[TASK DIRECTIONS]: List every line in the material below that contains the word "positive".

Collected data
——

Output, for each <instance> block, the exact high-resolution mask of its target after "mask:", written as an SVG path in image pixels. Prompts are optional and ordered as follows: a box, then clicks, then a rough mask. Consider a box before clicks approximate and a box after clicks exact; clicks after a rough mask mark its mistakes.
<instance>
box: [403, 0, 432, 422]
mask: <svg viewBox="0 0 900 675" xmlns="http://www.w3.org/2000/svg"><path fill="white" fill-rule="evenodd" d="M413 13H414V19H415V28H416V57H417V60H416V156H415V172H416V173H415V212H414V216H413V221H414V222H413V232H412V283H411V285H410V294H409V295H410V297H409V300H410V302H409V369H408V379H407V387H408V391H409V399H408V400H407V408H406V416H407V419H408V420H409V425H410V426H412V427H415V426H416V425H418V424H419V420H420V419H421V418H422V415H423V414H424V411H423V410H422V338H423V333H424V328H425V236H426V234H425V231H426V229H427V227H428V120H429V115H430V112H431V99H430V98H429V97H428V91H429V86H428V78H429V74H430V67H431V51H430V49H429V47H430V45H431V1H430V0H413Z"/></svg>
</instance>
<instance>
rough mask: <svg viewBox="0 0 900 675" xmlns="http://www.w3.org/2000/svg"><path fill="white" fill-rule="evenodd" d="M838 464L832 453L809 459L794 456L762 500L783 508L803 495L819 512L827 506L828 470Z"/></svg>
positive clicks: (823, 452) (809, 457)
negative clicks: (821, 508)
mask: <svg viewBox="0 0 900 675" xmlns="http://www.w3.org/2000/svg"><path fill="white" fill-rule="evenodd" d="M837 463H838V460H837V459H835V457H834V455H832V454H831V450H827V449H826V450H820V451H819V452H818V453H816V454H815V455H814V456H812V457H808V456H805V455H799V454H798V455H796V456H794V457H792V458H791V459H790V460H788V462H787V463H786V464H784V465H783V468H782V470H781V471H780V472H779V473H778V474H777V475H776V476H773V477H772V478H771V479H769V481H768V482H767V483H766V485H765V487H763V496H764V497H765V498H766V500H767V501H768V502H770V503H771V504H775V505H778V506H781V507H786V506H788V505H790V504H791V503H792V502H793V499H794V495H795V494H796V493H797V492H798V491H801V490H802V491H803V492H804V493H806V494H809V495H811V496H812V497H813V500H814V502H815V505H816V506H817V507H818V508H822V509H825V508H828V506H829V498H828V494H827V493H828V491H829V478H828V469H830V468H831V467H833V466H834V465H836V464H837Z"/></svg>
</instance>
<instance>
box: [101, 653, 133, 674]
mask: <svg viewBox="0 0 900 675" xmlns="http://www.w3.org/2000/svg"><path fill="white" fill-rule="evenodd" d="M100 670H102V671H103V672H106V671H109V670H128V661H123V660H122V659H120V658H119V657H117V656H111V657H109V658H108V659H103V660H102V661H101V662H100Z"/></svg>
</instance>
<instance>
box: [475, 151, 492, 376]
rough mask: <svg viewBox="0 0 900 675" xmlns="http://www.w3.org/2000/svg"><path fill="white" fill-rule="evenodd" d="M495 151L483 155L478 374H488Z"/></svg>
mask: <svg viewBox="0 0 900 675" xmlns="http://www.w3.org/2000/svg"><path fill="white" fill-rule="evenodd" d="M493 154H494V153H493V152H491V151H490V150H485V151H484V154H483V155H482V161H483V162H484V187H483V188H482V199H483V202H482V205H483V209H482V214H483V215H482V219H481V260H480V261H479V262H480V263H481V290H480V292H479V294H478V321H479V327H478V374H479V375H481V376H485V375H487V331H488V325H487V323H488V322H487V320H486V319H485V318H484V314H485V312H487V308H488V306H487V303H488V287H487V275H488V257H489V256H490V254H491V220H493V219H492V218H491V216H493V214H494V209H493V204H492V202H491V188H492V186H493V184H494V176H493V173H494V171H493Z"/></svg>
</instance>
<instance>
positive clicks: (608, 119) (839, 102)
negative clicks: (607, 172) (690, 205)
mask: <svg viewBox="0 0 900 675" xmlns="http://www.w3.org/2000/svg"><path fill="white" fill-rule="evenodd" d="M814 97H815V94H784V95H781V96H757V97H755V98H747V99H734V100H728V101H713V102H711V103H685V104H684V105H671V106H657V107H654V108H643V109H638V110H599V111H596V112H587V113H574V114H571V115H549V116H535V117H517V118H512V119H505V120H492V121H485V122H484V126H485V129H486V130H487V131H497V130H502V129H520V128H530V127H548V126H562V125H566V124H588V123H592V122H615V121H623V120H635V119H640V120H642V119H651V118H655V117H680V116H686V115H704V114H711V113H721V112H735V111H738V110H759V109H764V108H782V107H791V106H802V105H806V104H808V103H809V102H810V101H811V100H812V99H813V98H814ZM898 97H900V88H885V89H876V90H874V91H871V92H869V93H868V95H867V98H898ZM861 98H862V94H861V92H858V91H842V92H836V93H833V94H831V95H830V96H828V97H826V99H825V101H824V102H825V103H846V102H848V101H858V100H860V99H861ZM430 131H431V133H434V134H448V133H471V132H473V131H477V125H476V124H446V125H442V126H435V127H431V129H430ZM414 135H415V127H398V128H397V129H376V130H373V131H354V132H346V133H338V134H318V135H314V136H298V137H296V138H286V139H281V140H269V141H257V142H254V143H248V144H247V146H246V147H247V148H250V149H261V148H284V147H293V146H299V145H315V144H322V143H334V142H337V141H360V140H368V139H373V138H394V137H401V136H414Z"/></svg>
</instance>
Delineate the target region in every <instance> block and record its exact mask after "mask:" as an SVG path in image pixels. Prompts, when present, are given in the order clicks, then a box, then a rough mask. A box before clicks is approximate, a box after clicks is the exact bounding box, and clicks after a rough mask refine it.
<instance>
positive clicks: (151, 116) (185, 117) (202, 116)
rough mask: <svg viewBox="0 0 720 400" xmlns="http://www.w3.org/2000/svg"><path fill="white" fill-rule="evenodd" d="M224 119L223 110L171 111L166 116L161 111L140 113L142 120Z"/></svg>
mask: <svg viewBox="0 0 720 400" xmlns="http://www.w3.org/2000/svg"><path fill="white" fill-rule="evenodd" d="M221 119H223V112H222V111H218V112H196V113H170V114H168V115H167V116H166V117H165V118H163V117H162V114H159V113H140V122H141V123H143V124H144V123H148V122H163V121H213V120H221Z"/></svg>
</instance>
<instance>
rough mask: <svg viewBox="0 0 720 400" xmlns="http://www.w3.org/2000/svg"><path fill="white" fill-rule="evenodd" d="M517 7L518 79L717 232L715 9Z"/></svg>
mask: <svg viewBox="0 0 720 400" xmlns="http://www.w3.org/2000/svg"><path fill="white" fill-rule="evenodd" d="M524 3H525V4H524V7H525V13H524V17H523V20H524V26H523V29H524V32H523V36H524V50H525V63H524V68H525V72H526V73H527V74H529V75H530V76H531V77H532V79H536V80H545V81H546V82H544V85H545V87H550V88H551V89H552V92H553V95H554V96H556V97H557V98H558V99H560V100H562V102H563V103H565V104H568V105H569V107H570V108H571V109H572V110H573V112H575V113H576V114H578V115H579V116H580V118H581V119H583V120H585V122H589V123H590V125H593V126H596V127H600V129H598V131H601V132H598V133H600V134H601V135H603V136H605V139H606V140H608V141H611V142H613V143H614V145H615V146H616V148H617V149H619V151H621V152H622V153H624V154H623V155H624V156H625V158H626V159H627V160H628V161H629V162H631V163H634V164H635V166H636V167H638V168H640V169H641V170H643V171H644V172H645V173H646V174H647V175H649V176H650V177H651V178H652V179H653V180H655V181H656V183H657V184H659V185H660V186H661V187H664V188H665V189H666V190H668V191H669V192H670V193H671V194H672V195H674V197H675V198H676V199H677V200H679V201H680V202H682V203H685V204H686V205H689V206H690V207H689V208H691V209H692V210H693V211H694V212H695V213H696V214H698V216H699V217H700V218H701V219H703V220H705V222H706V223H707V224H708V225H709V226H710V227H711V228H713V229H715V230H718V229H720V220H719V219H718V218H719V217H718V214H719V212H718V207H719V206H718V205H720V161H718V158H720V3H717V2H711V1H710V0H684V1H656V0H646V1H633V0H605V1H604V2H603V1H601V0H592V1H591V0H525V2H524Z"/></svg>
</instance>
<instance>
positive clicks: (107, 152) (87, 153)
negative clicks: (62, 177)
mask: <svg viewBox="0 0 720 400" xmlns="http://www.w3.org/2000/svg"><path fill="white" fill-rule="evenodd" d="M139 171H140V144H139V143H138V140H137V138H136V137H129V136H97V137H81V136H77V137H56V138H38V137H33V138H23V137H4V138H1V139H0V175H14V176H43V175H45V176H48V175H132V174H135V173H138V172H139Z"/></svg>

——

[ANSWER BOX]:
positive clicks: (823, 452) (809, 457)
positive clicks: (608, 119) (839, 102)
positive clicks: (151, 116) (185, 117) (202, 116)
positive clicks: (107, 152) (87, 153)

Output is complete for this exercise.